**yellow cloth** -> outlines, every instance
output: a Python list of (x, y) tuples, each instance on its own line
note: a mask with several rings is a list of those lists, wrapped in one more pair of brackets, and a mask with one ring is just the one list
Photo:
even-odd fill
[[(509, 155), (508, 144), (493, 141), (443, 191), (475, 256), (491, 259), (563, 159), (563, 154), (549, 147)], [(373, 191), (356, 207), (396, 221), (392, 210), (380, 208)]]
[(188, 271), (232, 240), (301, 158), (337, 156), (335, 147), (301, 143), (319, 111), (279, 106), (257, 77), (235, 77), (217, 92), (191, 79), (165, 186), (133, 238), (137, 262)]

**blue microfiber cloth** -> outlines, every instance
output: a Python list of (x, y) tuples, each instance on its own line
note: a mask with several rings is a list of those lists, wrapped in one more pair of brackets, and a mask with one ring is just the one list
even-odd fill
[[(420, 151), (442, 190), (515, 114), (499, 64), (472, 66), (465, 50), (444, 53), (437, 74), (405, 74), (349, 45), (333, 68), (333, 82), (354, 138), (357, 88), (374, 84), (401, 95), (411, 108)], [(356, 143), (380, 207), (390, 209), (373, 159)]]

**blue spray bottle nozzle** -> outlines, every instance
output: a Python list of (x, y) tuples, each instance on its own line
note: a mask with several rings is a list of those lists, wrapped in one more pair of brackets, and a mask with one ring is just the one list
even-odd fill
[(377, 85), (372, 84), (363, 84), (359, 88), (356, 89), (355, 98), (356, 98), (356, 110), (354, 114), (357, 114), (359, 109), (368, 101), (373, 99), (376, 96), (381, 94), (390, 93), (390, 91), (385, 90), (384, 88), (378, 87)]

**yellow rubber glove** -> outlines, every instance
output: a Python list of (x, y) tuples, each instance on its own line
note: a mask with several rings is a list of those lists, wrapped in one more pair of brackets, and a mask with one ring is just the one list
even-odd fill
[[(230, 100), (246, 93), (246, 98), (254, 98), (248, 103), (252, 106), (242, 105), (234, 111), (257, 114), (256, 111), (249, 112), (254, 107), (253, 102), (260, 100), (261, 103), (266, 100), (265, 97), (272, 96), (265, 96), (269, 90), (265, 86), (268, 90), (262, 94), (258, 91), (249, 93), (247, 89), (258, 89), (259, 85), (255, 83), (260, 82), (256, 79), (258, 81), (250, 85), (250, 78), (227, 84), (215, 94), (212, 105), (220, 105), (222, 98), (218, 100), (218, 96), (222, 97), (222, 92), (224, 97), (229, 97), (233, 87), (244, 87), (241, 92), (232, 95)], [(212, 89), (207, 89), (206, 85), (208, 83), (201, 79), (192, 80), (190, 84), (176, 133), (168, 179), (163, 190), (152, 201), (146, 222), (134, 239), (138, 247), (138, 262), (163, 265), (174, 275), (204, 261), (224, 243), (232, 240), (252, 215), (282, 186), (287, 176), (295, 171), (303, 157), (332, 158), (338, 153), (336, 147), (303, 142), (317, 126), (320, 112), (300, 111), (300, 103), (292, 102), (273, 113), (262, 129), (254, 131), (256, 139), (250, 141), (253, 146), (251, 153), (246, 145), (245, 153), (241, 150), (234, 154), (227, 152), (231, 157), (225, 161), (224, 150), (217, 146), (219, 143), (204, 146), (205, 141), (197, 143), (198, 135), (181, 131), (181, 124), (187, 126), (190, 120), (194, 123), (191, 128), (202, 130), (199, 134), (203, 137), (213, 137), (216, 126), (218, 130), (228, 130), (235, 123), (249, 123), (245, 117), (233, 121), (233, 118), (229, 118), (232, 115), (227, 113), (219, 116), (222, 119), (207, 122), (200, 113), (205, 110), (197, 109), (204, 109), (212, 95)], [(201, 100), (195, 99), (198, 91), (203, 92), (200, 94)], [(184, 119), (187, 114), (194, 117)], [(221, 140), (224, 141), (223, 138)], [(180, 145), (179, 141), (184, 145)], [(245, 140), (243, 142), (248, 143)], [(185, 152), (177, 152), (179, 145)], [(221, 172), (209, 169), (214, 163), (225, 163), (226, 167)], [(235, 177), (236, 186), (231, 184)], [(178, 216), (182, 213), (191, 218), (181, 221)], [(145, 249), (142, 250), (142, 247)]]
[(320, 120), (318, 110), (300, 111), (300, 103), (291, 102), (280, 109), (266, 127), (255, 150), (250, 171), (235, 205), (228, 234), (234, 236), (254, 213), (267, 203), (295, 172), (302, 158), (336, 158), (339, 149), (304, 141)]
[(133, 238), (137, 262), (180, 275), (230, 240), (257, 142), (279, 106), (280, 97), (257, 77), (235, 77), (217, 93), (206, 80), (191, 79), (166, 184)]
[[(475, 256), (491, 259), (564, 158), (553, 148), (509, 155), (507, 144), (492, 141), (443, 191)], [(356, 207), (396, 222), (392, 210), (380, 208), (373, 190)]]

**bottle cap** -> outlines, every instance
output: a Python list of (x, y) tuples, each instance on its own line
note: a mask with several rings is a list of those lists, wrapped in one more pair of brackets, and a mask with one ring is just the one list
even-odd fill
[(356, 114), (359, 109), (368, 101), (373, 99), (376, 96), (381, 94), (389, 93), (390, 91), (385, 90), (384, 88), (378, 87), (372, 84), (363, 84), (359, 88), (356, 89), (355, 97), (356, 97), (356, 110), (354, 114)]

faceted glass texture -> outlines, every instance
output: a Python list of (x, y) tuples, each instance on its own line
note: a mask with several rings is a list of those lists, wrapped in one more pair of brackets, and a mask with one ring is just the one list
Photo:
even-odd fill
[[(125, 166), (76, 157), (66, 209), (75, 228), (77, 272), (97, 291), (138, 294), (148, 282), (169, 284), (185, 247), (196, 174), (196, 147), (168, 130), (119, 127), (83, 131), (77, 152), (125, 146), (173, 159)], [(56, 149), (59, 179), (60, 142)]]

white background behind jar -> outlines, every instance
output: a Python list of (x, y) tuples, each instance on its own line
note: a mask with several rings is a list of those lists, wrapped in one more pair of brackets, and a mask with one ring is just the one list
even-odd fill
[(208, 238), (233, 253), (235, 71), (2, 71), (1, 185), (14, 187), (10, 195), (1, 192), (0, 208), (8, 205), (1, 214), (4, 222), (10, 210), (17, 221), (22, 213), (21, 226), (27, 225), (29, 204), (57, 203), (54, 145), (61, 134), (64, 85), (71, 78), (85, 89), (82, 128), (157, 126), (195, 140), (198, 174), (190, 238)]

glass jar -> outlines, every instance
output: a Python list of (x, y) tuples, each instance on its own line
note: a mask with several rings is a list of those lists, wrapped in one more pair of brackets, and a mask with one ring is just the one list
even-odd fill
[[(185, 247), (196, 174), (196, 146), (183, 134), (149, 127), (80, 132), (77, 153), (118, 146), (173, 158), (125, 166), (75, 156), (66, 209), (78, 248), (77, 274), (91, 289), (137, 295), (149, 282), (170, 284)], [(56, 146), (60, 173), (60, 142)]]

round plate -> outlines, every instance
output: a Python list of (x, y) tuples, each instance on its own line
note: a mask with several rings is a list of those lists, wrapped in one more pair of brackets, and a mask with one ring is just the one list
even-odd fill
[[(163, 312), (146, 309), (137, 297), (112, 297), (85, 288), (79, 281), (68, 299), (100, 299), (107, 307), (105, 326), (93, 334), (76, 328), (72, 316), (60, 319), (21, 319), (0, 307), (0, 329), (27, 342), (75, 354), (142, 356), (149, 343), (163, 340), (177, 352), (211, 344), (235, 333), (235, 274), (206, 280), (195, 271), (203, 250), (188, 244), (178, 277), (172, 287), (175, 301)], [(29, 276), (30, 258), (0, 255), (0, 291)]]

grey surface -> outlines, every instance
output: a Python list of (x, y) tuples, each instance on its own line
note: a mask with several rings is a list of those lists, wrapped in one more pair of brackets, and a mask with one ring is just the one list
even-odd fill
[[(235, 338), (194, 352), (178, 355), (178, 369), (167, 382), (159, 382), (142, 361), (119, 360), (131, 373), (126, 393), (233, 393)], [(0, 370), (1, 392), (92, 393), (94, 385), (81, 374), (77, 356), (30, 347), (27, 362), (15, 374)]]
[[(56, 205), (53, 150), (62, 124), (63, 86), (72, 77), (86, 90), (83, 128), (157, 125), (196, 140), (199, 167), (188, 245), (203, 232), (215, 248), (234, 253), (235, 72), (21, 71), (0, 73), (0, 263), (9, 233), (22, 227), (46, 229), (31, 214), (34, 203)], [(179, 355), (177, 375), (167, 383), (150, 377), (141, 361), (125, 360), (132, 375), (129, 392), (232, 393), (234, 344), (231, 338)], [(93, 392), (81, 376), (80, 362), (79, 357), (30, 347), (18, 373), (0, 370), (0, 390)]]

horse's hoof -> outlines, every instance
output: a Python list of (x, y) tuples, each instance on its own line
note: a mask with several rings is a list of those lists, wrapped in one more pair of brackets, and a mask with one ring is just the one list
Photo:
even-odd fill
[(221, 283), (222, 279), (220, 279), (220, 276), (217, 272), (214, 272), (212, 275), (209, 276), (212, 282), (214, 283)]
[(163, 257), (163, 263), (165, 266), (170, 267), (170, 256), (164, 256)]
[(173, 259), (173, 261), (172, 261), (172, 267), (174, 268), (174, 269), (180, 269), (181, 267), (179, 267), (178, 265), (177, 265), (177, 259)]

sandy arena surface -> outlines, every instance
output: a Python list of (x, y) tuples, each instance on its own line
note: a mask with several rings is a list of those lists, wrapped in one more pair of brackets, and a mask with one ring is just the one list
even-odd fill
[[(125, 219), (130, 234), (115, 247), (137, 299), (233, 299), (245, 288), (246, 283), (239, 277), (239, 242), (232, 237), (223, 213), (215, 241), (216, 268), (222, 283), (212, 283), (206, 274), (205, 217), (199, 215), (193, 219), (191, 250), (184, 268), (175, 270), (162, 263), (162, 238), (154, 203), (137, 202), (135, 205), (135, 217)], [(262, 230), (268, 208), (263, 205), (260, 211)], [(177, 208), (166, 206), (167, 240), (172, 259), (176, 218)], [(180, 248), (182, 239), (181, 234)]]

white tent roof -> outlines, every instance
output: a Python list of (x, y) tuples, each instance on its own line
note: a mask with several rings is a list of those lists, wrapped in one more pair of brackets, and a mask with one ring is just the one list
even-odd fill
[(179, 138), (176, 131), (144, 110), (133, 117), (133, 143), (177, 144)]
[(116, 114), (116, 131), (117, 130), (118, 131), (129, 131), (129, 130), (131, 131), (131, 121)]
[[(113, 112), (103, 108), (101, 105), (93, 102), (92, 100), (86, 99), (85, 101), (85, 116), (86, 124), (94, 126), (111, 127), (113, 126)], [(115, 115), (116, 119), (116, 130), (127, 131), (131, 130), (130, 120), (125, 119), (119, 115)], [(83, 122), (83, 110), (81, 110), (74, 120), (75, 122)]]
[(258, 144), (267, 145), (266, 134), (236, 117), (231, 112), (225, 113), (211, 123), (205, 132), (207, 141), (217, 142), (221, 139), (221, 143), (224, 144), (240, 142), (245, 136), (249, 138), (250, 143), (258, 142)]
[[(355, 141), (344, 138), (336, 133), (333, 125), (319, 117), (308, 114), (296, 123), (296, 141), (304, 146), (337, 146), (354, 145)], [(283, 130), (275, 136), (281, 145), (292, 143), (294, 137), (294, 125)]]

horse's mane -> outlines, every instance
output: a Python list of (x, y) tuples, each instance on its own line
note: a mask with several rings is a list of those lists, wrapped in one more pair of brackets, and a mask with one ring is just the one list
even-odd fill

■ ■ ■ ■

# Required work
Among the entries, find every line holding "cloth" and return it.

# Result for this exercise
**yellow cloth** -> outlines, every instance
**blue microfiber cloth** -> outlines, every instance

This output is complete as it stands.